Instruction:
Extract each line in the rows below that contains the word "gray", copying every such line in full.

[Dataset records]
####
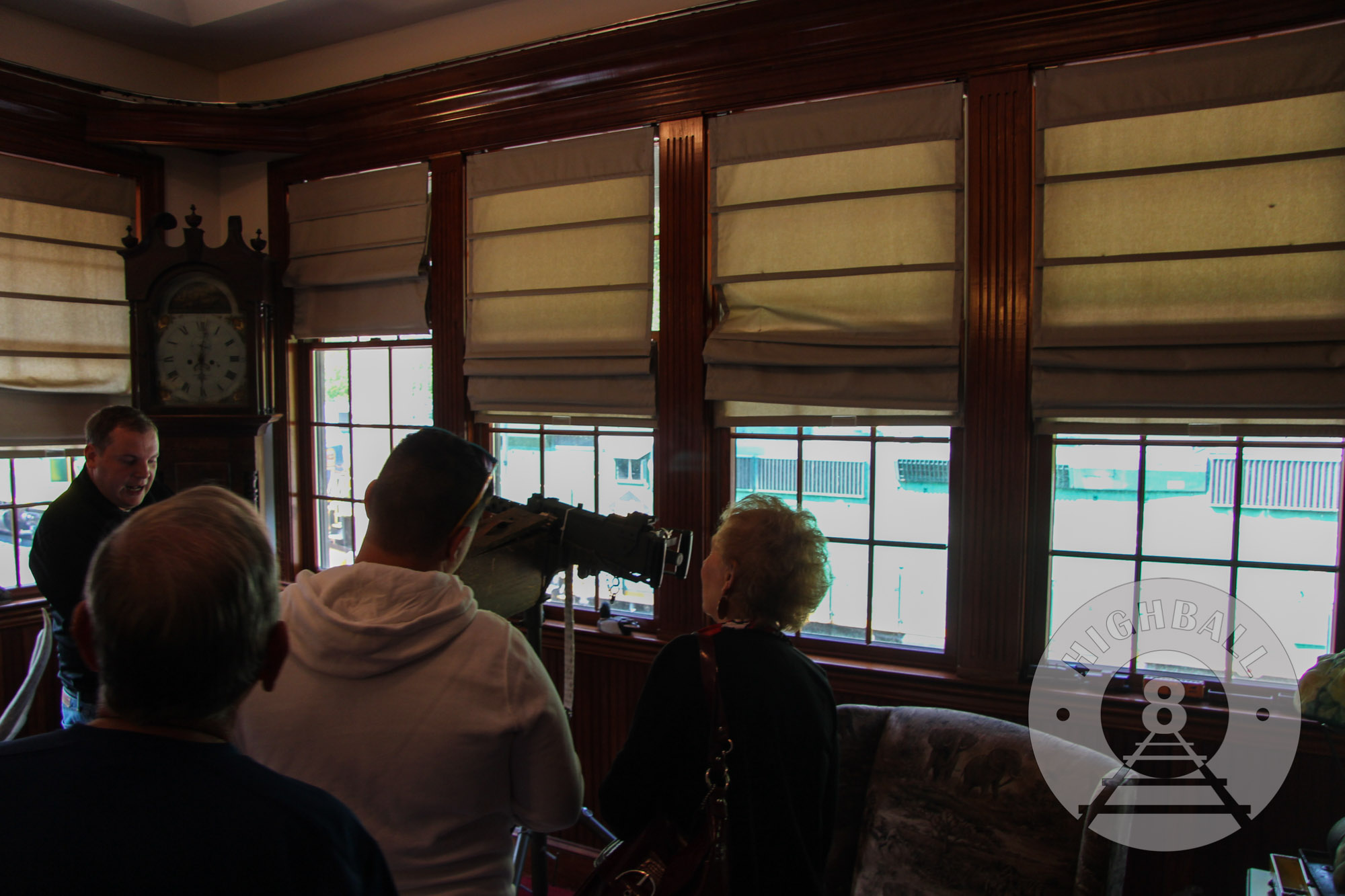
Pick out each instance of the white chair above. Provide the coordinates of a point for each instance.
(17, 713)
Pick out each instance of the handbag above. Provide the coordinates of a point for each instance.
(664, 861)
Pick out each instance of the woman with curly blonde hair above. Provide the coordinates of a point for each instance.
(766, 573)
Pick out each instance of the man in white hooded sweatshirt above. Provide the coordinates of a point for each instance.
(434, 720)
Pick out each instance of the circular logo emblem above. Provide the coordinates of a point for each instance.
(1168, 792)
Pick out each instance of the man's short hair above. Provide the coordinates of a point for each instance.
(184, 598)
(100, 425)
(426, 490)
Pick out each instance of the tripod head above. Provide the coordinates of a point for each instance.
(520, 548)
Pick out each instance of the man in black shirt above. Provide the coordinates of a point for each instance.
(181, 620)
(122, 454)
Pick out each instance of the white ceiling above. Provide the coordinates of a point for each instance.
(221, 36)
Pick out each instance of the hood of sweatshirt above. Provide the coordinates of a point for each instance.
(369, 619)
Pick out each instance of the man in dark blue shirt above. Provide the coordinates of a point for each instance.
(181, 620)
(122, 456)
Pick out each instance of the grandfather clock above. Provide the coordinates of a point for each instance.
(201, 330)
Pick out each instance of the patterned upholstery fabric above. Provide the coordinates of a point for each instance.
(938, 801)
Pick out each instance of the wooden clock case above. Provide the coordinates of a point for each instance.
(223, 444)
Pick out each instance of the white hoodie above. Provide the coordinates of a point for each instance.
(431, 719)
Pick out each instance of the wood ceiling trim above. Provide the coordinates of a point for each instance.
(683, 65)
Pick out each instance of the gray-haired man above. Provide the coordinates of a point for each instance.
(181, 619)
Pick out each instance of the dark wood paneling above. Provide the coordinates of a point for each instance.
(683, 439)
(681, 65)
(239, 130)
(449, 290)
(21, 620)
(609, 680)
(995, 513)
(295, 536)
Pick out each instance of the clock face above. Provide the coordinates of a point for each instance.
(202, 360)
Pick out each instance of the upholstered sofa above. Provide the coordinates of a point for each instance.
(938, 801)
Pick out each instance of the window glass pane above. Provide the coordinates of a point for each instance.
(1291, 505)
(333, 460)
(361, 525)
(836, 486)
(913, 491)
(914, 432)
(9, 557)
(40, 478)
(570, 470)
(399, 435)
(626, 475)
(1215, 576)
(520, 475)
(369, 451)
(584, 589)
(1075, 581)
(1096, 498)
(910, 596)
(1160, 611)
(845, 608)
(336, 533)
(332, 376)
(629, 598)
(1297, 604)
(1180, 516)
(29, 518)
(767, 466)
(371, 386)
(836, 431)
(414, 399)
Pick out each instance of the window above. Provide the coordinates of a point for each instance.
(601, 469)
(1256, 517)
(29, 482)
(882, 498)
(368, 396)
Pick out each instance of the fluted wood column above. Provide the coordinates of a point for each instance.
(449, 290)
(999, 432)
(291, 388)
(683, 439)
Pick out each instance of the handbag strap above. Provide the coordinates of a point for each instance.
(720, 743)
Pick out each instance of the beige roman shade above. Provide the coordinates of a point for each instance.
(839, 260)
(357, 249)
(562, 280)
(1192, 237)
(65, 338)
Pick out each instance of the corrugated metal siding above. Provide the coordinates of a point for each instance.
(822, 478)
(1277, 485)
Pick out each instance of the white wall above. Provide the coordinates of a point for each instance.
(465, 34)
(50, 48)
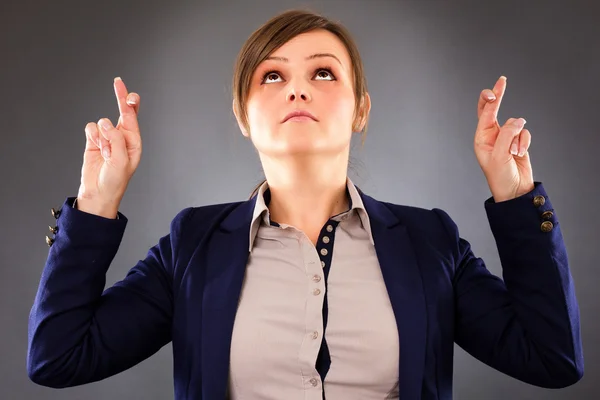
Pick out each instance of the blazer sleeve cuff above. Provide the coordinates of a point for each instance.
(80, 227)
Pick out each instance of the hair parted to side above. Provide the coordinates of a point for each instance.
(274, 34)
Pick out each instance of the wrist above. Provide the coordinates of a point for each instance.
(92, 206)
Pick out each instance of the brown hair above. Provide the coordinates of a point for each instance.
(274, 34)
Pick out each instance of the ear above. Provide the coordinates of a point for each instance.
(239, 121)
(363, 113)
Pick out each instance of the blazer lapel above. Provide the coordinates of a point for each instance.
(226, 261)
(403, 280)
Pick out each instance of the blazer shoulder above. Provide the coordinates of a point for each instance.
(432, 223)
(196, 218)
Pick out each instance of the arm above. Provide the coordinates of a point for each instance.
(79, 333)
(526, 326)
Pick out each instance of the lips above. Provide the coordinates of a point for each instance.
(299, 113)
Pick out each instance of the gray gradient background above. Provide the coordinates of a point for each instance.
(426, 62)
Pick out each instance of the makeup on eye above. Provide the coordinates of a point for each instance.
(317, 70)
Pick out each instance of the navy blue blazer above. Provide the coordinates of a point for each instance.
(187, 288)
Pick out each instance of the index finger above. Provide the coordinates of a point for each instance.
(128, 115)
(489, 114)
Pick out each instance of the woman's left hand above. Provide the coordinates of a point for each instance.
(502, 152)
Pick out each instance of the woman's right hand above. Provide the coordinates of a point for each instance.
(112, 154)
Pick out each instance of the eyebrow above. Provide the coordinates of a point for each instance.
(312, 57)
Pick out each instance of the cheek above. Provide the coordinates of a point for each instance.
(342, 107)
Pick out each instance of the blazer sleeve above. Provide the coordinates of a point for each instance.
(526, 325)
(79, 332)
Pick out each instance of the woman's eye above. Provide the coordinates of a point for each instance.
(321, 74)
(269, 75)
(324, 73)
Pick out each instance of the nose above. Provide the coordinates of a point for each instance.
(297, 93)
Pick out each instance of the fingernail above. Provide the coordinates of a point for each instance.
(105, 124)
(519, 122)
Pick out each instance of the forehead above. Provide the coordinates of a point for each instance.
(309, 43)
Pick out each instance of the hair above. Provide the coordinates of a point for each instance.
(274, 34)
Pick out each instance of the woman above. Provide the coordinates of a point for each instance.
(255, 297)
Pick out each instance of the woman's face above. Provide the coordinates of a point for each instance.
(312, 72)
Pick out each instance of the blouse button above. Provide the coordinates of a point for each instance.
(539, 201)
(547, 226)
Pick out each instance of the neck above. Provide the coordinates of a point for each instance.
(305, 193)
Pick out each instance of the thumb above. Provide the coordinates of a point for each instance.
(114, 149)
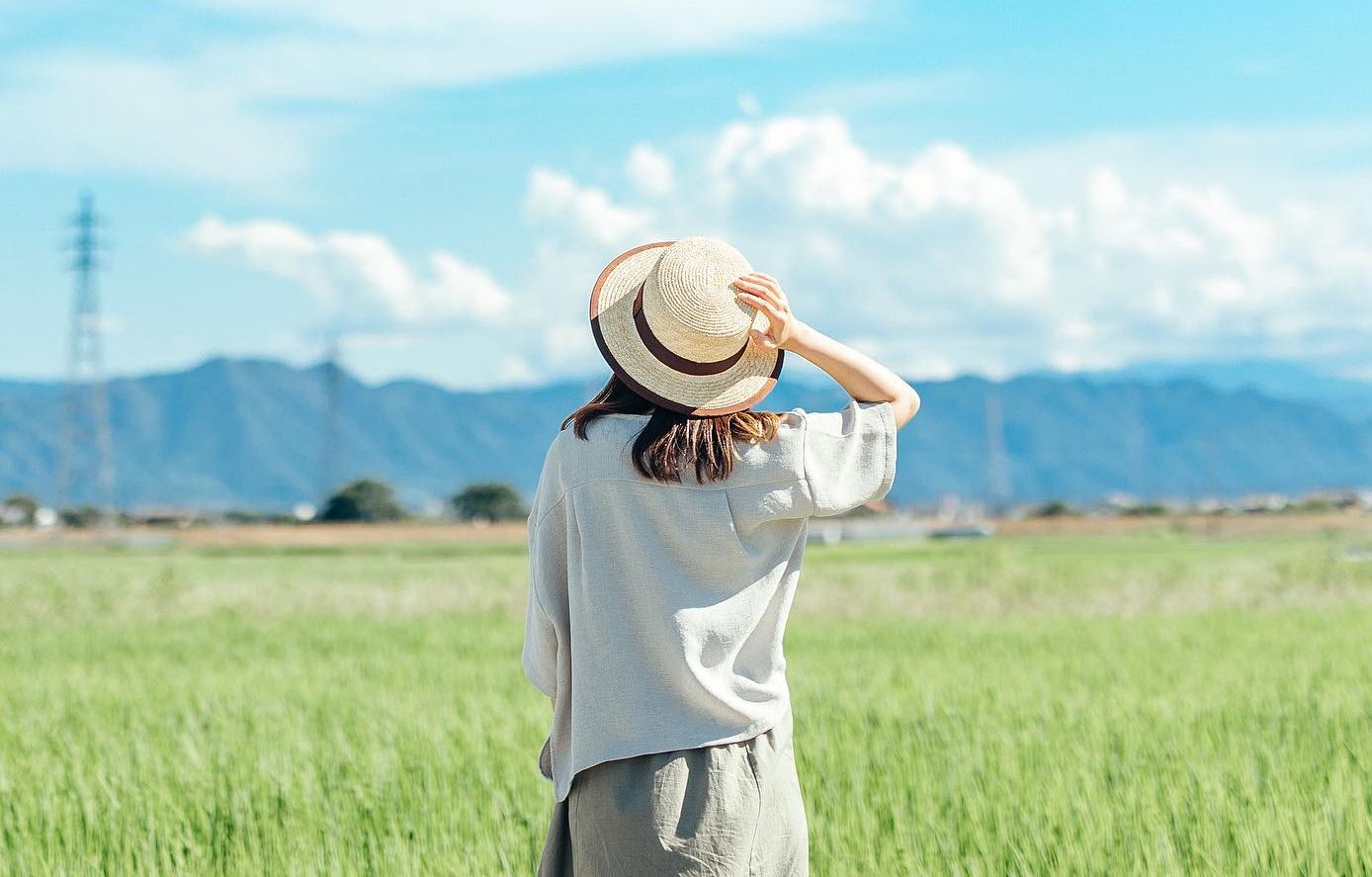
####
Written answer:
Pick out each instance of the gray-haired man above. Provide the coordinates of a point for each instance.
Pick out each instance of the gray gradient background above. Provide the coordinates of a point for each instance.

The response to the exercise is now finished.